* Exercise task
Quote the listing below word for word, leaving out the pictures.

* Data
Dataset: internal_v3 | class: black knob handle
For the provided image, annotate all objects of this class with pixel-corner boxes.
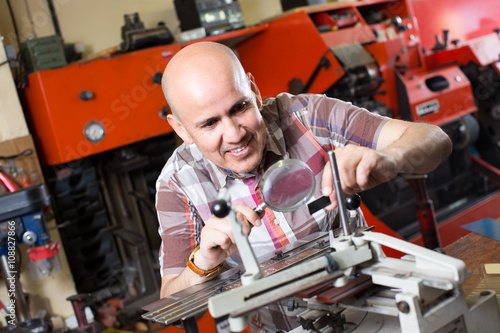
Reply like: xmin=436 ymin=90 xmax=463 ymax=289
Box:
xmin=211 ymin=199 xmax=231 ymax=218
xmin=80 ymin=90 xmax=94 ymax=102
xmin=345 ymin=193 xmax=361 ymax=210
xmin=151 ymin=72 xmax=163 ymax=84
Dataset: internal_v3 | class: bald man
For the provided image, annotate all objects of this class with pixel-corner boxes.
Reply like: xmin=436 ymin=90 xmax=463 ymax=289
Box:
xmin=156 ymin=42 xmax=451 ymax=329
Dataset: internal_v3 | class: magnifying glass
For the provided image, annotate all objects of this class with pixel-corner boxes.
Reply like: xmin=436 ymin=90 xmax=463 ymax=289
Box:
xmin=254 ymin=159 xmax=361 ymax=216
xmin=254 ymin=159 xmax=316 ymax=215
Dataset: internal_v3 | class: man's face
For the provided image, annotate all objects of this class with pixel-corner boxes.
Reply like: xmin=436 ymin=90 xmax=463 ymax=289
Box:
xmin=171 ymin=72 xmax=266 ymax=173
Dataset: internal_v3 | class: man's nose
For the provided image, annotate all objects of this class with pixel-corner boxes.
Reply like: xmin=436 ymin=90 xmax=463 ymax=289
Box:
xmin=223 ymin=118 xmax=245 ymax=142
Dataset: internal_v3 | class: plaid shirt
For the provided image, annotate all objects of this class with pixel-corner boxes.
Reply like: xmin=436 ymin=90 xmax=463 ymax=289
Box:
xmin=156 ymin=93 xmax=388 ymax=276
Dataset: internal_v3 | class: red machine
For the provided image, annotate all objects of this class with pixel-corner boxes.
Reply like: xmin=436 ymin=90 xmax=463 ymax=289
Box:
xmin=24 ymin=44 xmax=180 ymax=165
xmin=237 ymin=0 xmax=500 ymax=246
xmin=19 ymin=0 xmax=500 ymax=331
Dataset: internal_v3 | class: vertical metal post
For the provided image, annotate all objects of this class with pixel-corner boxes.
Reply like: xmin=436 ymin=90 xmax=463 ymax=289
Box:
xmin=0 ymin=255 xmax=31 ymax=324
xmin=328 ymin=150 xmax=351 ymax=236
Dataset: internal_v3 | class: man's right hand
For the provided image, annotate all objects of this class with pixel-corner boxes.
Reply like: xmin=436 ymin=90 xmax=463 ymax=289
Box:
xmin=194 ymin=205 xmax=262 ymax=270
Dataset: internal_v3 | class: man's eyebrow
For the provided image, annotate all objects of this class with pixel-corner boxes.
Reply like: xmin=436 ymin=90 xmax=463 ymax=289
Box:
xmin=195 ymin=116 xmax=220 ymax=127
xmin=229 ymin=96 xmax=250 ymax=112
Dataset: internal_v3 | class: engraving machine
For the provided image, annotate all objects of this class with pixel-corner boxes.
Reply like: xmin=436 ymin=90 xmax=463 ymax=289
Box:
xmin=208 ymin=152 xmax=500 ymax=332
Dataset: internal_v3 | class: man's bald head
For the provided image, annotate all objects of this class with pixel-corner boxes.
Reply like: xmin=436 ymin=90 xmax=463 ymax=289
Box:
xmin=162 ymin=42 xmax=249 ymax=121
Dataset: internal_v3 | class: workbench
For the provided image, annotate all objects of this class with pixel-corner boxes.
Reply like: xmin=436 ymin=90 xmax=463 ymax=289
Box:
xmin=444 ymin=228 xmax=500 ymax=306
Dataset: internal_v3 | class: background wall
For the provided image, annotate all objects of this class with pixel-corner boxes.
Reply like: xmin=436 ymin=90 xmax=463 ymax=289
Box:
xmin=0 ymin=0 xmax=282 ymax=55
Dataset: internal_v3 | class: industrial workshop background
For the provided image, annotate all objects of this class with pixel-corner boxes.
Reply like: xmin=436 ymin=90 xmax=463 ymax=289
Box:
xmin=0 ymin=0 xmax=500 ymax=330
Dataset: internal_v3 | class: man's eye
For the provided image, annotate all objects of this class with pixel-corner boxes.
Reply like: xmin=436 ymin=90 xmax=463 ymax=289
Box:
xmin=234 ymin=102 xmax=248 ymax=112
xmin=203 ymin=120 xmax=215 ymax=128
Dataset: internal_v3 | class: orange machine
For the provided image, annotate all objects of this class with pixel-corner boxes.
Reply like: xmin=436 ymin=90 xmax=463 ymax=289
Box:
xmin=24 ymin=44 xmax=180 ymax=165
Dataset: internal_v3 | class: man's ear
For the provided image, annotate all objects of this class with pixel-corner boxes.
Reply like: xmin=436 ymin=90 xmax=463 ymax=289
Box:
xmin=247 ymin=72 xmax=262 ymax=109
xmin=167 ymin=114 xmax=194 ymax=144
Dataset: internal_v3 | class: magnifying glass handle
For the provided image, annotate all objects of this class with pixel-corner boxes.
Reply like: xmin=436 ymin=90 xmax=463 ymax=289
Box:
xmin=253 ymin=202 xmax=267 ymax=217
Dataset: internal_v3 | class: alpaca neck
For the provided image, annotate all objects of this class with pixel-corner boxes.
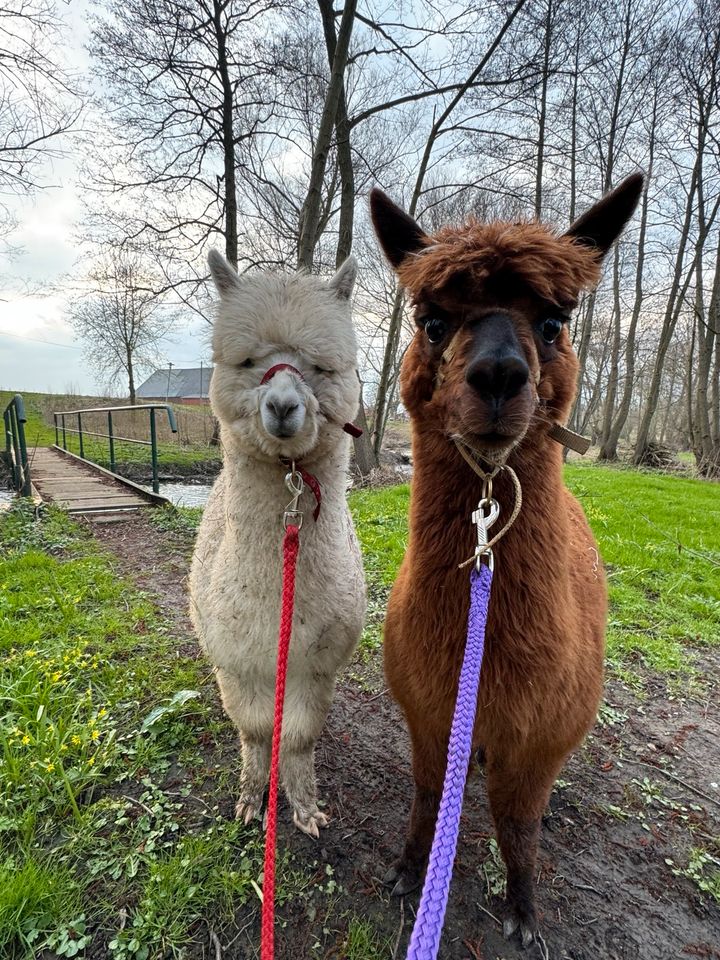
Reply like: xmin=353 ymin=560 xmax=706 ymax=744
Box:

* Answer
Dataset: internal_v3 | class: black knob handle
For the provided image, annotate all objects of this class with pixel-corner boxes.
Reply like: xmin=436 ymin=90 xmax=463 ymax=289
Box:
xmin=211 ymin=199 xmax=231 ymax=218
xmin=80 ymin=90 xmax=94 ymax=102
xmin=345 ymin=193 xmax=361 ymax=210
xmin=151 ymin=72 xmax=163 ymax=84
Dataset: internal_v3 | class: bald man
For the provided image, annotate all objects of this class with pixel-corner boxes.
Reply like: xmin=436 ymin=90 xmax=463 ymax=289
Box:
xmin=156 ymin=42 xmax=451 ymax=329
Dataset: internal_v3 | class: magnifying glass
For the provided image, annotate all objects of this class with pixel-corner boxes.
Reply like: xmin=436 ymin=90 xmax=463 ymax=289
Box:
xmin=254 ymin=159 xmax=361 ymax=216
xmin=254 ymin=159 xmax=316 ymax=215
Dataset: internal_v3 | class: man's face
For the provided image, annotate all objects of this class with pixel-corner boxes.
Reply like: xmin=436 ymin=90 xmax=463 ymax=289
Box:
xmin=171 ymin=72 xmax=266 ymax=173
Dataset: internal_v3 | class: man's nose
For the provided image, annotate all objects of this class with pixel-corner boxes.
Reply like: xmin=436 ymin=90 xmax=463 ymax=289
Box:
xmin=223 ymin=118 xmax=245 ymax=142
Dataset: internal_v3 | class: plaid shirt
For the provided image, annotate all objects of this class with pixel-corner boxes.
Reply like: xmin=436 ymin=90 xmax=463 ymax=289
Box:
xmin=156 ymin=93 xmax=388 ymax=276
Dataset: internal_v3 | class: red machine
For the provided image, annotate all objects of this class with pixel-corner boxes.
Reply like: xmin=436 ymin=90 xmax=463 ymax=289
Box:
xmin=24 ymin=44 xmax=180 ymax=165
xmin=237 ymin=0 xmax=500 ymax=246
xmin=19 ymin=0 xmax=500 ymax=331
Dataset: internal_v3 | class: vertical metal post
For the provided image, annotate all objects of this class with pixel-corner boxes.
Reply like: xmin=436 ymin=90 xmax=463 ymax=289
Box:
xmin=0 ymin=255 xmax=31 ymax=324
xmin=328 ymin=150 xmax=351 ymax=236
Dataset: internal_v3 | class: man's right hand
For the provided image, annotate all objects of this class with pixel-corner boxes.
Reply like: xmin=436 ymin=90 xmax=463 ymax=289
Box:
xmin=194 ymin=205 xmax=262 ymax=270
Dataset: internal_v3 | class: man's eyebrow
For the provided image, annotate all objects of this class with pixel-corner boxes.
Reply like: xmin=436 ymin=90 xmax=463 ymax=289
Box:
xmin=195 ymin=116 xmax=220 ymax=127
xmin=229 ymin=96 xmax=250 ymax=112
Dataset: internal_v3 | class: engraving machine
For the provided image, annotate all objects of this class with pixel-corner boxes.
Reply like: xmin=436 ymin=90 xmax=463 ymax=289
Box:
xmin=208 ymin=152 xmax=500 ymax=332
Dataset: internal_v3 | class: man's bald head
For the provided image, annotate all objects of this class with pixel-corner boxes.
Reply like: xmin=436 ymin=90 xmax=463 ymax=289
Box:
xmin=162 ymin=42 xmax=249 ymax=121
Dataset: internal_v3 | class: workbench
For the provided image, annotate all objects of this class with pixel-corner boxes.
Reply like: xmin=436 ymin=90 xmax=463 ymax=289
Box:
xmin=444 ymin=228 xmax=500 ymax=306
Dataset: internal_v3 | class: background wall
For the provided image, annotate all objects of this class with pixel-corner boxes.
Reply like: xmin=436 ymin=90 xmax=463 ymax=289
Box:
xmin=0 ymin=0 xmax=282 ymax=55
Dataset: internal_v3 | class: industrial workshop background
For the provided image, annotate all objects of this class with pixel-corner boxes.
Reply like: xmin=436 ymin=90 xmax=463 ymax=289
Box:
xmin=0 ymin=0 xmax=500 ymax=330
Dataset: internal_v3 | class: man's eye
For the provided image, annotate all objects of this class with pixel-corner boxes.
Reply like: xmin=436 ymin=90 xmax=463 ymax=289
Box:
xmin=234 ymin=102 xmax=248 ymax=112
xmin=203 ymin=120 xmax=215 ymax=128
Dataset: internal_v3 | class: orange machine
For the provided image, annotate all objects of this class with pixel-corner boxes.
Reply like: xmin=436 ymin=90 xmax=463 ymax=289
Box:
xmin=24 ymin=44 xmax=180 ymax=165
Dataset: internal_v3 | class: man's ear
For the provided image, annotate all objects of this class with pixel-corner boxes.
Reply like: xmin=436 ymin=90 xmax=463 ymax=289
Box:
xmin=247 ymin=72 xmax=262 ymax=109
xmin=167 ymin=114 xmax=194 ymax=144
Dataset: internal_v3 | class: magnifying glass handle
For the provided image, annotate all objects of this class with pixel-corner boxes.
Reply like: xmin=436 ymin=90 xmax=463 ymax=289
Box:
xmin=253 ymin=202 xmax=267 ymax=217
Dataset: internal_v3 | class: alpaca neck
For the provided image, annotate all objects of this class with pixel-corner boxes.
Reply like: xmin=353 ymin=560 xmax=706 ymax=744
Box:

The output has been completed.